Agnes is a 2021 American horror drama film directed by Mickey Reece and starring Hayley McFarland as the titular character.

Premise
Rumors of demonic possession at a religious convent prompts a church investigation into the strange goings-on among its nuns. A disaffected priest and his neophyte are confronted with temptation, bloodshed and a crisis of faith.

Cast
Molly Quinn as Mary
Hayley McFarland as Agnes
Sean Gunn as Paul Satchimo
Rachel True as Sister Ruth
Chris Sullivan as Curly
Jake Horowitz as Hola
Chris Browning as Father Black
Ben Hall as Father Donaghue
Ginger Gilmartin as Wanda
Mary Buss as Mother Superior

Production
Filming occurred in Oklahoma and wrapped in February 2020.

Release
The film premiered at the Tribeca Film Festival on June 12, 2021.  In September 2021, it was announced that Magnet Releasing acquired North American distribution rights to the film, which was released theatrically and on demand on December 10, 2021.

Reception

Box office
In its opening weekend, Agnes earned $1,433 from five theaters. The film made $96 in its sophomore weekend from three theaters.

Written exercise 1: Quote the portion of the Agnes film article that opens with the words containing "Agnes is a 2021" and closes with "crisis of faith.", word for word.

Source records:
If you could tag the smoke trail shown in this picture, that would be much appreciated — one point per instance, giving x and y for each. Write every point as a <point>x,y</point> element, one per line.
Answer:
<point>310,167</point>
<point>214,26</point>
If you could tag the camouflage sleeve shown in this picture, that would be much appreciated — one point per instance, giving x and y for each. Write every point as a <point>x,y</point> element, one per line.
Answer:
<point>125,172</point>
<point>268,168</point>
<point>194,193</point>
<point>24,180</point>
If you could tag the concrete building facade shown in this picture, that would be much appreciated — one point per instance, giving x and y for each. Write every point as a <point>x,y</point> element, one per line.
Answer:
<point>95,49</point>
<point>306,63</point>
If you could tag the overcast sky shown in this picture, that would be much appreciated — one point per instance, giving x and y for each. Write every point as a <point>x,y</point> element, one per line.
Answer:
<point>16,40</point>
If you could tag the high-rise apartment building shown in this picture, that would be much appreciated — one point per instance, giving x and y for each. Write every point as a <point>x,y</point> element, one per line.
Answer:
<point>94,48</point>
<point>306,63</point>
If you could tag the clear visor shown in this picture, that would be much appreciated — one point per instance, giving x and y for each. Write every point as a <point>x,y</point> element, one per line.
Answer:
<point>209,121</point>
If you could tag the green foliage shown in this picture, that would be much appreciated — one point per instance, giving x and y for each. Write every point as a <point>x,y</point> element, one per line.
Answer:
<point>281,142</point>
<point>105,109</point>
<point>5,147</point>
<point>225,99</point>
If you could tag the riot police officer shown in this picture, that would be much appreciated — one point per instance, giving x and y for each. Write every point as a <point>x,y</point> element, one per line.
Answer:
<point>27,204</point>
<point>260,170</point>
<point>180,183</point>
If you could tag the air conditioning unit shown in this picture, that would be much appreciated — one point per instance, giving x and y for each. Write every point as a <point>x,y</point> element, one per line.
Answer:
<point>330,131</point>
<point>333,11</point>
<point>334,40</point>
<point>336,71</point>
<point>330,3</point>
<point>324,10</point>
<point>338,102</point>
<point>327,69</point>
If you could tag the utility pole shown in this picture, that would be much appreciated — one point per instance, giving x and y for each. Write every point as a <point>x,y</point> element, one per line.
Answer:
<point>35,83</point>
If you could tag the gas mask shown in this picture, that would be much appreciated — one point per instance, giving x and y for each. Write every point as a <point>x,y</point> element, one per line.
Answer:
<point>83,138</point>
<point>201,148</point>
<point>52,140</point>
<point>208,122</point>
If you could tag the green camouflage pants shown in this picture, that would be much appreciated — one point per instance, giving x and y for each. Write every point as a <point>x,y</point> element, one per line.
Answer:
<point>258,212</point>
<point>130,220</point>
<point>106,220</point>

Written exercise 2: Put the listing, from the line containing "If you could tag the high-rise" through the line containing "<point>35,83</point>" inclusive, into a two-column CSV with the headers text and answer. Give one row per tagging instruction and its points, place each value in a quoted field, and replace line breaks with spaces.

Worked answer 1:
Agnes is a 2021 American horror drama film directed by Mickey Reece and starring Hayley McFarland as the titular character.

Premise
Rumors of demonic possession at a religious convent prompts a church investigation into the strange goings-on among its nuns. A disaffected priest and his neophyte are confronted with temptation, bloodshed and a crisis of faith.

Worked answer 2:
text,answer
"If you could tag the high-rise apartment building shown in this picture, that would be much appreciated — one point per instance, giving x and y for each. Write every point as a <point>x,y</point> element, one per line. Answer:","<point>94,48</point> <point>306,63</point>"
"If you could tag the clear visor shown in this picture, that would be much appreciated — one point per instance, giving x and y for each. Write every point as a <point>x,y</point> element, one per line. Answer:","<point>209,121</point>"
"If you could tag the green foliage shown in this picture, that would be much appreciated — one point per instance, giving x and y for each. Write every point as a <point>x,y</point> element, one per line. Answer:","<point>281,142</point> <point>105,109</point> <point>5,147</point> <point>225,99</point>"
"If you could tag the riot police officer shown in this picture, that would be much appreciated — one point per instance, giving x and y for each. Write every point as a <point>x,y</point> element, one per line. Answer:","<point>27,204</point> <point>260,170</point> <point>180,183</point>"
"If you could tag the air conditioning unit shown in this picture, that would be much appreciated — one point per instance, giving x and y for each. Write every point as a <point>x,y</point> element, one per line. Answer:","<point>330,131</point> <point>333,11</point> <point>334,40</point> <point>336,71</point> <point>330,3</point> <point>324,10</point> <point>338,102</point> <point>327,69</point>"
"If you could tag the utility pole shown in this picture, that would be much appreciated — one point per instance, giving x and y for each. Write every point as a <point>x,y</point> element, one per line. Answer:","<point>35,83</point>"